Dataset records:
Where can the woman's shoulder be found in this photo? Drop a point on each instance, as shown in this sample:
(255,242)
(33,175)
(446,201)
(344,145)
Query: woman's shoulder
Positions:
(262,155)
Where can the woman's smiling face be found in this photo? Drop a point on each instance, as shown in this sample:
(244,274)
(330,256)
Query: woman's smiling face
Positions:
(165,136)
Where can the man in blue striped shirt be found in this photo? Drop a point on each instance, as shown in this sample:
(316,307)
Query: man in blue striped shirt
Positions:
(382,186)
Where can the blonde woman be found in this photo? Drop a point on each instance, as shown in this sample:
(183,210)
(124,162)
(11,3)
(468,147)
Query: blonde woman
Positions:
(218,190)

▸ The request: Rewrite all of the data above, requests included, but multiply each coordinate in the answer positions by 0.85 and round to the nearest whole number, with halves rounding up. Keep the coordinates in the requests' sample formats unchanged.

▸ Reply:
Where can the woman's shoulder be found in this photo? Drop a point on each instance, as shown in this sample:
(255,242)
(33,175)
(446,201)
(344,145)
Query: woman's shoulder
Positions:
(223,132)
Where can the woman's smiling face be found in this photo? Drop a point on each instance, as shown in this sample:
(244,274)
(330,256)
Query: woman's smiling face
Positions:
(140,116)
Where can the man in blue striped shirt be found in this photo? Drop a point on each instance, as shown in this sample:
(316,307)
Query: man in blue striped shirt
Positions:
(325,158)
Where can the blonde woman be found in this photo? Drop a point on each instance, as shown in this sample:
(183,210)
(124,162)
(11,3)
(468,147)
Query: blonde woman
Positions:
(185,162)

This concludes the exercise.